* [Article]

Wednesday, October 24, 2012

The Lifter of my head

But You, O Lord, are a shield for me, my glory, and the lifter of my head. (Psalm 3:3 AMP)

YAHWEH, You are my glory and the lifter of my head. I choose to look to You. Help me to keep my focus on You and trust You to bring Your good plans to pass in my life today.

From Joyce Meyer devotion, Promises for Everyday Life, on YouVersion.

I am a little sheep and my Shepherd cares for me

Casting the whole of your care [all your anxieties, all your worries, all your concerns, once and for all] on Him, for He cares for you affectionately and cares about you watchfully. (1 Peter 5:7 AMP)

As I read this passage, I was humming Softly and Tenderly. The devotion I read talked about this passage and being sheep who needs a shepherd!

Softly and tenderly Jesus is calling,
Calling for you and for me;
See, on the portals He’s waiting and watching,
Watching for you and for me.

Refrain

Come home, come home,
You who are weary, come home;
Earnestly, tenderly, Jesus is calling,
Calling, O sinner, come home!

What do butterflies, pearls and diamonds have in common?

"Only God can turn a caterpillar into a butterfly, sand into pearls, and coal into diamonds. Don't despise the seasons of pressure."

I can't find the source of this quote, but want to share it and remember it.

A caterpillar in the chrysalis is totally transformed, down to the cellular level. Emerging from the chrysalis takes pressure and patience. The butterfly is too big for the small container and once out has to pump fluid into its wings and let them dry before flying free.

The sand in an oyster starts out as an irritant, and the deposits around it are a means of reducing the irritation. It takes a long time to produce a pearl of great worth.

Coal under great pressure over an eon of time produces a diamond. The carbon atoms have to be rearranged into a new pattern. It takes high heat and high pressure to make the chemical changes at the atomic level to make diamonds. The beauty of a diamond is how light is reflected from the many facets, producing a rainbow of color.

These are just three examples of precious beauty that result from pressure and time, with changes occurring on a cellular or atomic level.

Applying these examples to our lives in Christ gives us a glimpse of the transformation that occurs inside us, in our very nature, to make us holy, righteous and Christ-like. If we want to be more like Jesus, we must let and trust God to change us at the cellular or atomic level. This will take time. It will take heat. It will take pressure. Don't despise the seasons of pressure!

So all of us who have had that veil removed can see and reflect the glory of the Lord. And the Lord—who is the Spirit—makes us more and more like him as we are changed into his glorious image. (2 Corinthians 3:18 NLT)

* [Stated goal 1] According to the devotional post, what must a butterfly do once it is out of the chrysalis and before it flies free?
* [Stated goal 2] Decide whether each statement agrees with the devotional post, and answer yes or no with the deciding words quoted from it: (a) The writer knows the source of the quote about butterflies, pearls and diamonds. (b) The sand in an oyster starts out as an irritant. (c) The writer was humming Softly and Tenderly while reading the passage from 1 Peter.
* [Stated goal 3] List every Bible verse reference cited in the devotional post.
The data that comes next is separate material, unrelated to the devotional post.

* [Data excerpts]
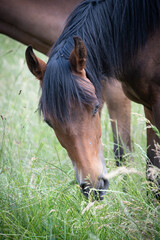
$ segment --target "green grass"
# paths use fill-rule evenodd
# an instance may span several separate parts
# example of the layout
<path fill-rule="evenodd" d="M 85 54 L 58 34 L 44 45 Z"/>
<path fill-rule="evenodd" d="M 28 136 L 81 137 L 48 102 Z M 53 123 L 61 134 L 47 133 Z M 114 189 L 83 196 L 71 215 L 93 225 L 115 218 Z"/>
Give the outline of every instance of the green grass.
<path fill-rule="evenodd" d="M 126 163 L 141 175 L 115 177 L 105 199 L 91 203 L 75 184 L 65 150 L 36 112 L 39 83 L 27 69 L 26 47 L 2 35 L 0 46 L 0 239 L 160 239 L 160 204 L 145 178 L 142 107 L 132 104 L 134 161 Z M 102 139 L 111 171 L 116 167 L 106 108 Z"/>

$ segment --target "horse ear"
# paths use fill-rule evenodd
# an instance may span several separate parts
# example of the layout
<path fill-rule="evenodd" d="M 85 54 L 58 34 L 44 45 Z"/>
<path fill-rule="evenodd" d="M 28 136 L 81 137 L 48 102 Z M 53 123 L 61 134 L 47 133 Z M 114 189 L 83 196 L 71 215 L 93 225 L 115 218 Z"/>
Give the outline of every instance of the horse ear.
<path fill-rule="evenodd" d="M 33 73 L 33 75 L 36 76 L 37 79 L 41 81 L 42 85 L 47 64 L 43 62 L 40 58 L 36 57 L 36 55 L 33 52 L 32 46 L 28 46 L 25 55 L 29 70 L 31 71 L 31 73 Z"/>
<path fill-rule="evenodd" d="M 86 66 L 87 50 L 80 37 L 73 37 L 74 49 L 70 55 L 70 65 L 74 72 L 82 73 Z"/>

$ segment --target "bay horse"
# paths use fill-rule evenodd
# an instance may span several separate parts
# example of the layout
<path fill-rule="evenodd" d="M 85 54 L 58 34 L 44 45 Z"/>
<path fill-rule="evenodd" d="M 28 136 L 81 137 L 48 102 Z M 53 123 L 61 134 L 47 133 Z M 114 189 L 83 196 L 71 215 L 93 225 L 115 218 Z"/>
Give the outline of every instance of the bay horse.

...

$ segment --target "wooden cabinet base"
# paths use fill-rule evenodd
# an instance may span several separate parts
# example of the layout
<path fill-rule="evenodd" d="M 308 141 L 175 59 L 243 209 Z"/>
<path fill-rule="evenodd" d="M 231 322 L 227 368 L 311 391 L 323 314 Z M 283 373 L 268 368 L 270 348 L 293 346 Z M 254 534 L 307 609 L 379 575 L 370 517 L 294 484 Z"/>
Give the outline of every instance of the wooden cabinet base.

* [Exercise output 1] It has to pump fluid into its wings and let them dry.

* [Exercise output 2]
(a) No: "I can't find the source of this quote"
(b) Yes: "The sand in an oyster starts out as an irritant"
(c) Yes: "As I read this passage, I was humming Softly and Tenderly."

* [Exercise output 3] Psalm 3:3 (AMP), 1 Peter 5:7 (AMP), 2 Corinthians 3:18 (NLT)